RAW RECORDS
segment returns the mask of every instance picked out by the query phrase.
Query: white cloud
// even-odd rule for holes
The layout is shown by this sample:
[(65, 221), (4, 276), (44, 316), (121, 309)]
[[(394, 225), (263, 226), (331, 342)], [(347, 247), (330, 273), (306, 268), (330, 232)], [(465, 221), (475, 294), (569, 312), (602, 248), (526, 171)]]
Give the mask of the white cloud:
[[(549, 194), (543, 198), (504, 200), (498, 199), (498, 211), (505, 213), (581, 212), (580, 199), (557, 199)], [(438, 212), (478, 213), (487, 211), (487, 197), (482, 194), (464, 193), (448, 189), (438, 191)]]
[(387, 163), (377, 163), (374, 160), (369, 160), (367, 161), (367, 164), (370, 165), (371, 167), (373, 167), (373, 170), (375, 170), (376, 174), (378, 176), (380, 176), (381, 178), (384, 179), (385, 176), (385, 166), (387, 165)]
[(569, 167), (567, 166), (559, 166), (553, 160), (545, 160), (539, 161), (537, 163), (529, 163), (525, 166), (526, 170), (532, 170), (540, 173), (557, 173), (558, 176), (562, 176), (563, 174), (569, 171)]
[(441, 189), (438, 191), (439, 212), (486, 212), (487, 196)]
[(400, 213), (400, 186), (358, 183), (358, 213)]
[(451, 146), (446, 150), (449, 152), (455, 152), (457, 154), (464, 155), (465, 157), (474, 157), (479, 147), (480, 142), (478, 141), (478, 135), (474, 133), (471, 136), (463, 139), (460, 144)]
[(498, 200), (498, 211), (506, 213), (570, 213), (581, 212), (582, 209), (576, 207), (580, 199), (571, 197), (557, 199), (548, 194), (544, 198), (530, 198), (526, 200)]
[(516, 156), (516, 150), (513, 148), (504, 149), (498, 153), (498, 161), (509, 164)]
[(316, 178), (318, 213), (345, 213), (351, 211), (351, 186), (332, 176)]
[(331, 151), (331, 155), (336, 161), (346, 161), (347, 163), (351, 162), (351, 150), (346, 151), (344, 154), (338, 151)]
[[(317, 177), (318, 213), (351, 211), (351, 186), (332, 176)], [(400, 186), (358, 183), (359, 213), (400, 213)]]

WHAT IS EXPECTED
Can you rewrite every line of the records above, requests included, scaling each vertex coordinate in the answers by 1.5 and rounding to whole numbers with halves going up, while leaving the requests and their sample coordinates unchanged?

TASK ANSWER
segment returns the mask of every instance picked out by the query phrase.
Query: white cloud
// even-odd rule for holes
The layout is shown by this sample:
[(65, 221), (4, 276), (44, 316), (121, 309)]
[[(394, 225), (263, 226), (331, 342)], [(347, 247), (330, 273), (306, 268), (330, 232)], [(465, 221), (475, 294), (569, 312), (602, 248), (526, 171)]]
Give the mask of the white cloud:
[[(824, 291), (815, 297), (756, 300), (747, 299), (747, 317), (758, 320), (872, 318), (870, 299), (836, 299)], [(657, 318), (717, 320), (731, 317), (731, 296), (723, 291), (696, 290), (672, 284), (657, 287)]]
[(581, 245), (566, 245), (561, 240), (554, 240), (551, 242), (551, 246), (555, 248), (557, 251), (560, 251), (560, 255), (563, 255), (564, 261), (567, 264), (570, 264), (572, 267), (576, 269), (578, 264), (578, 249), (581, 248)]
[(854, 251), (851, 249), (839, 249), (830, 240), (818, 240), (809, 242), (806, 245), (794, 245), (788, 249), (789, 255), (798, 255), (810, 260), (836, 260), (837, 264), (843, 264), (845, 261), (854, 257)]
[(662, 284), (657, 287), (659, 318), (729, 318), (731, 294)]
[(600, 320), (600, 279), (537, 275), (537, 320)]
[(677, 219), (669, 225), (674, 228), (683, 228), (686, 231), (696, 233), (698, 236), (711, 236), (719, 221), (720, 213), (717, 212), (717, 203), (711, 200), (707, 204), (695, 209), (690, 216)]
[(747, 300), (747, 317), (759, 320), (855, 320), (872, 318), (873, 314), (864, 311), (870, 299), (857, 296), (836, 299), (822, 291), (816, 297), (795, 297), (789, 300)]
[(774, 234), (774, 225), (770, 222), (756, 224), (747, 230), (747, 242), (764, 246)]
[(474, 267), (477, 320), (518, 320), (527, 317), (527, 279), (498, 264)]
[(497, 227), (497, 233), (504, 242), (519, 242), (521, 245), (527, 243), (527, 225), (519, 227), (516, 231), (507, 227)]
[[(476, 266), (477, 320), (527, 317), (527, 279), (498, 264)], [(600, 279), (537, 275), (539, 320), (600, 320)]]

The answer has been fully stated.